[A run of records]
※

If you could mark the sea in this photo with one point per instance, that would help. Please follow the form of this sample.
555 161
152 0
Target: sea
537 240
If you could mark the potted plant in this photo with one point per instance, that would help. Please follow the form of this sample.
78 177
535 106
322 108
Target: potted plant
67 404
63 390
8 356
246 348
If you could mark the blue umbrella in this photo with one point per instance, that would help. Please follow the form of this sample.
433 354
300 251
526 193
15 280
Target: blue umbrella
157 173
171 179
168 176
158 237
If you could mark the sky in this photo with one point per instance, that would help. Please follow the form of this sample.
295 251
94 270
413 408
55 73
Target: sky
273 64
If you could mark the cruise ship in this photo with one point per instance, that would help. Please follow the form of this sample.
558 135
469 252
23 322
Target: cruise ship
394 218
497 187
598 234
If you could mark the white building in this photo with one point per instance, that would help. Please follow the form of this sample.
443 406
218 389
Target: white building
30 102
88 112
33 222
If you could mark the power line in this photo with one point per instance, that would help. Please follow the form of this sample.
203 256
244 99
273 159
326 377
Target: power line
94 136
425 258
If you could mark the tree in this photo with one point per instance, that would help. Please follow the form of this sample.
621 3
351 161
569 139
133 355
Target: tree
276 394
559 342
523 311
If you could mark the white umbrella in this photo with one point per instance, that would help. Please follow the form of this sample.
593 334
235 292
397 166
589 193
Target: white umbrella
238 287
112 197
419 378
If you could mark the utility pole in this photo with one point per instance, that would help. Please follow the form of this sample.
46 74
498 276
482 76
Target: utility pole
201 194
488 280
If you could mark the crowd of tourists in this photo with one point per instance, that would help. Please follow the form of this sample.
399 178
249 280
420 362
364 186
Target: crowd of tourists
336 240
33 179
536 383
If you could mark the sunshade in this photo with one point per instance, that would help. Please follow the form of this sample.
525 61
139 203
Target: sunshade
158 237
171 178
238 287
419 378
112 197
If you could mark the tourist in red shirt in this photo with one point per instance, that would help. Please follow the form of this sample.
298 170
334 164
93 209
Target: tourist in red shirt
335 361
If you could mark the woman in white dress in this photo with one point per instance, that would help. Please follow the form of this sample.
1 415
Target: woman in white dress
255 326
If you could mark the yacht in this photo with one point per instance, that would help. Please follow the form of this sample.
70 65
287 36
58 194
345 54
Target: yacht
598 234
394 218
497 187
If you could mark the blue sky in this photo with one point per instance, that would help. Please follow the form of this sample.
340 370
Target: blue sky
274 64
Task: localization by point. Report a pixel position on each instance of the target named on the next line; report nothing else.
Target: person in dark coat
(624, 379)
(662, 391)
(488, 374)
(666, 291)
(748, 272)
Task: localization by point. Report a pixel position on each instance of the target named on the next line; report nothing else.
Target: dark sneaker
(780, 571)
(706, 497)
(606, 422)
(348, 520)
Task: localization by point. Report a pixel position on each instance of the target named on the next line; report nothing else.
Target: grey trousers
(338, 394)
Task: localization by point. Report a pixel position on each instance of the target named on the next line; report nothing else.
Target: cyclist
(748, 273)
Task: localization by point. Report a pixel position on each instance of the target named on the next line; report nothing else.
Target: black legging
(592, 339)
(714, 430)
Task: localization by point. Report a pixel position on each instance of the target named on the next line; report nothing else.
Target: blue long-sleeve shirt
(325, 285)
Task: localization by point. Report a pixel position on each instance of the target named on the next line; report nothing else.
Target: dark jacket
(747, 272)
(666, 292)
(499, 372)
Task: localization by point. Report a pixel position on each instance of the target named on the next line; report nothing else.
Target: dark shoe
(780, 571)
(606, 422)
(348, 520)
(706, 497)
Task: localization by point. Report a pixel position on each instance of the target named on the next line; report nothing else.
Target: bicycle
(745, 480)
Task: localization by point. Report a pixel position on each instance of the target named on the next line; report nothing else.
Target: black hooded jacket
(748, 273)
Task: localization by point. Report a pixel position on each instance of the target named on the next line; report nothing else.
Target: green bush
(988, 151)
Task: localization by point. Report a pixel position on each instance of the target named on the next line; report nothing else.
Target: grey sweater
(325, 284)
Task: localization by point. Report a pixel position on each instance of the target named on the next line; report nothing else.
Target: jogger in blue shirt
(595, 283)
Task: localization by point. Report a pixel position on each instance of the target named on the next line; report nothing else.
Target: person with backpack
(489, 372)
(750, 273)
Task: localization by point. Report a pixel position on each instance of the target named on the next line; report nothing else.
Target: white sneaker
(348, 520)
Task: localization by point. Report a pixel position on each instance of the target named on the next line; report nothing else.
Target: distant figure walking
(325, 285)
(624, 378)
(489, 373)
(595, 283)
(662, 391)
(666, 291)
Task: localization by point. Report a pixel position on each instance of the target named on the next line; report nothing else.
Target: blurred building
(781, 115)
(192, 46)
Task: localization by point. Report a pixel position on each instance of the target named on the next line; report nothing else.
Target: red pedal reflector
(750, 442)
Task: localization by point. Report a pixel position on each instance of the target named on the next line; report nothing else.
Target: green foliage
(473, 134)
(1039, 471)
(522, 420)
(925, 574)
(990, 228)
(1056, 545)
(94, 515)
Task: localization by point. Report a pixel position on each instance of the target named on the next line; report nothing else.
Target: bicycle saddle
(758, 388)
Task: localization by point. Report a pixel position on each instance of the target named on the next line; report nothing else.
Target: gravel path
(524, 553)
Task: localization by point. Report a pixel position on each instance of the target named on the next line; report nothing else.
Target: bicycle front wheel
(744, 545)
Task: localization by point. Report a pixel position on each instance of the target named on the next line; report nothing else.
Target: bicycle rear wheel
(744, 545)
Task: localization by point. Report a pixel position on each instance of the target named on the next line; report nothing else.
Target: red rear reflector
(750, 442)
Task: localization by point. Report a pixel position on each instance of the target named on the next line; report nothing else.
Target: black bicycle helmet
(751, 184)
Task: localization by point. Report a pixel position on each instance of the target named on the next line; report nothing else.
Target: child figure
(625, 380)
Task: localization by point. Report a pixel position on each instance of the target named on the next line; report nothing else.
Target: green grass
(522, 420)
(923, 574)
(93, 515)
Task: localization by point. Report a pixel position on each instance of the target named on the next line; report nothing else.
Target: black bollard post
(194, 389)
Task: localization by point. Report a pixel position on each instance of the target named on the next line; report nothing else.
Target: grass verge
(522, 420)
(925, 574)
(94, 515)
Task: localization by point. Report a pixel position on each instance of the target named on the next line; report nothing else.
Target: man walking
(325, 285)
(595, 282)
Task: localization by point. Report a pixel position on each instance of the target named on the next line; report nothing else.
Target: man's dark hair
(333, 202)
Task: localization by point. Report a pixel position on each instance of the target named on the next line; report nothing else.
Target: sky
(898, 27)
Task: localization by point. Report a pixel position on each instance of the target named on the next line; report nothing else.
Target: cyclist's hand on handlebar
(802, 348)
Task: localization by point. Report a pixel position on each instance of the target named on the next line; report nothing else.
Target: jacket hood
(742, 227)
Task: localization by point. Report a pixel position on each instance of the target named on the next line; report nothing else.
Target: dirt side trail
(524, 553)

※

» **Problem description**: Return the whole listing exactly, with every line included.

» **Result of the task**:
If you could mark the sea in this photo with one point per instance, that would help. Please follow the form of this sample.
555 161
152 0
Target: sea
537 240
If you could mark the potted plant in this photo with one point per instance, that would help. Please follow the form of this sample.
78 177
535 106
322 108
Target: potted plant
67 404
63 390
8 356
246 348
If you could mark the blue umbrella in this photo with one point per instance, that would help. Please follow the form of this sample.
433 354
300 251
526 193
15 280
Target: blue umbrella
157 173
171 179
168 176
158 237
If you could mark the sky in this photo with one point per instance, that would help. Please follow the form of this sample.
295 251
94 270
413 408
55 73
Target: sky
273 64
If you could mark the cruise ship in this photo with one point per instance, that would help. Please follow the form of this sample.
558 135
469 252
23 322
Target: cruise ship
394 218
497 187
598 234
If you could mark the white building in this photo with one point per instance, that would help. Please follow the form of this sample.
443 406
218 389
Target: white building
30 102
88 112
33 222
If you could mark the power line in this photo with one point per instance, that would help. Please follow the form of this sample.
203 256
244 99
273 159
326 377
Target: power line
94 136
425 258
If you could mark the tree in this photo with one point per instance, that would help. Please follow the form of this sample.
621 3
351 161
569 139
133 355
Target: tree
276 394
559 342
523 311
If you could mark the white umbrella in this photo with one point per instance, that would help. Please follow the form of this sample.
593 334
235 292
397 166
589 193
Target: white umbrella
238 287
112 197
419 378
If you could mark the utility pole in this photo with one point per instance, that would help. Please follow the form of this sample.
46 74
498 276
482 76
Target: utility pole
201 194
488 280
If you could mark the crowd of tourists in this photo with one point per instance, that would help. Please follow the form of this sample.
399 178
249 280
420 362
364 186
Target: crowd of tourists
336 240
33 179
536 383
If you could mark the sunshade in this photo with one point per instance, that would help. Please follow the form of this sample.
525 61
139 203
Target: sunshade
158 237
171 178
238 287
419 378
112 197
If you could mark the tourist in red shirt in this photo with one point per instance, that would help. Please follow the form of this sample.
298 170
334 164
93 209
Target: tourist in red shirt
335 361
If you could mark the woman in white dress in this photo with one point per instance, that would help. Please follow the form of this sample.
1 415
Target: woman in white dress
255 326
If you could mark the yacht in this photo with one point per instance, that would help. Please follow the form of this sample.
70 65
287 36
58 194
345 54
Target: yacht
598 234
394 218
497 187
If you could mark the blue sky in this photo with one point per instance, that would help. Please follow the form of this sample.
340 370
Target: blue sky
274 64
Task: localization by point. Report a pixel position on each instance of the target named on the next line; report nothing else.
Target: person in dark coat
(624, 379)
(662, 391)
(488, 374)
(666, 291)
(748, 272)
Task: localization by point. Report a pixel position on each instance of the target named on the next line; report nothing else.
Target: dark sneaker
(780, 571)
(706, 497)
(606, 422)
(348, 520)
Task: localization by point. Report a pixel position on each instance of the target named on the next line; report nothing else.
Target: grey trousers
(338, 394)
Task: localization by point. Report a pixel position on each instance of the target named on the next line; report nothing else.
Target: cyclist
(748, 273)
Task: localization by point. Report a pixel position on each instance of the target named on the next line; report nothing else.
Target: black legging
(592, 339)
(714, 430)
Task: localization by point. Report a pixel position on each instance of the target named on the next line; report nothing else.
Target: blue long-sleeve shirt
(325, 285)
Task: localization by point. Report a pixel position on each instance of the target named on the next line; report nothing else.
Target: dark jacket
(747, 272)
(666, 292)
(499, 372)
Task: localization by point. Report a pixel position on each instance of the target named on the next line; report nothing else.
Target: dark shoe
(780, 571)
(606, 422)
(348, 520)
(706, 497)
Task: localization by point. Report a pixel position on each instance of the target named on the next line; report nothing else.
Target: bicycle
(745, 480)
Task: localization by point. Report a pixel position on each instance of the target named on the next line; report nothing else.
Target: black hooded jacket
(748, 273)
Task: localization by point. Report a pixel position on each instance of the target named on the next line; report nothing else.
Target: green bush
(988, 151)
Task: localization by point. Report a pixel position on each instance of the target named on the next line; report nothing else.
Target: grey sweater
(325, 284)
Task: localization by point. Report a pixel position on each instance of the target named on the next line; report nothing else.
Target: jogger in blue shirt
(595, 283)
Task: localization by point. Report a pixel position on each instance of the target named on the next line; report nothing else.
Target: person with backpack
(489, 372)
(750, 273)
Task: localization by point. Report a pixel position on each instance of the target named on the next line; report nothing else.
Target: white sneaker
(348, 520)
Task: localization by point. Report a pixel position on each instance of the target named on the next line; report nothing else.
Target: distant figure walking
(325, 285)
(624, 378)
(489, 373)
(595, 283)
(662, 391)
(666, 291)
Task: localization by point. Report a pixel position on each instance of the target named on the next line; report nothing else.
Target: blurred building
(781, 115)
(192, 46)
Task: localization by point. Report a pixel position on each instance of the target named on the next line; report nothing else.
Target: red pedal reflector
(750, 442)
Task: localization by point. Report a pixel position on each instance of the target named on the next line; report nothing else.
Target: green foliage
(473, 134)
(1039, 471)
(522, 420)
(925, 574)
(990, 228)
(1056, 545)
(94, 515)
Task: localization by point. Report a pixel position on each instance of the target named on the next line; report nothing else.
Target: bicycle saddle
(758, 388)
Task: localization by point. Report a pixel position on each instance of the target named on the next line; report nothing else.
Target: gravel path
(524, 553)
Task: localization by point. Report a pixel position on each instance of the target named on the next line; report nothing else.
Target: bicycle front wheel
(744, 545)
Task: localization by point. Report a pixel position on each instance of the target named on the next line; report nothing else.
Target: bicycle rear wheel
(744, 545)
Task: localization by point. Report a pixel position on each instance of the target named on the next line; report nothing else.
Target: red rear reflector
(750, 442)
Task: localization by point. Report a pixel position on each instance of the target named on the next line; report nothing else.
Target: black bicycle helmet
(751, 184)
Task: localization by point. Report a pixel position on each instance of the target named on the next line; report nothing else.
Target: child figure
(625, 380)
Task: localization by point. Report a pixel position on each instance of the target named on the next line; report nothing else.
Target: green grass
(522, 420)
(923, 574)
(93, 515)
Task: localization by point. Report a pixel position on each instance of the target named on the next line; report nothing else.
Target: black bollard post
(194, 389)
Task: localization by point. Report a pixel position on each instance of the target named on the next line; report nothing else.
Target: grass verge
(522, 420)
(925, 574)
(94, 515)
Task: localization by point. Report a pixel position on each instance of the target named on the next line; report nothing else.
Target: man walking
(325, 285)
(595, 282)
Task: localization by point. Report a pixel position on each instance of the target named on the next line; report nothing else.
Target: man's dark hair
(333, 202)
Task: localization by point. Report a pixel position on each instance of the target named on the next line; report nothing else.
Target: sky
(898, 27)
Task: localization by point. Report a pixel position on each instance of the target named on the next line; report nothing else.
Target: cyclist's hand on handlebar
(802, 348)
Task: localization by point. Report a pixel position on each instance of the target named on the next line; report nothing else.
Target: jacket hood
(742, 227)
Task: localization by point. Report a pixel position on each instance of the target named on the next line; report nothing else.
Target: dirt side trail
(524, 553)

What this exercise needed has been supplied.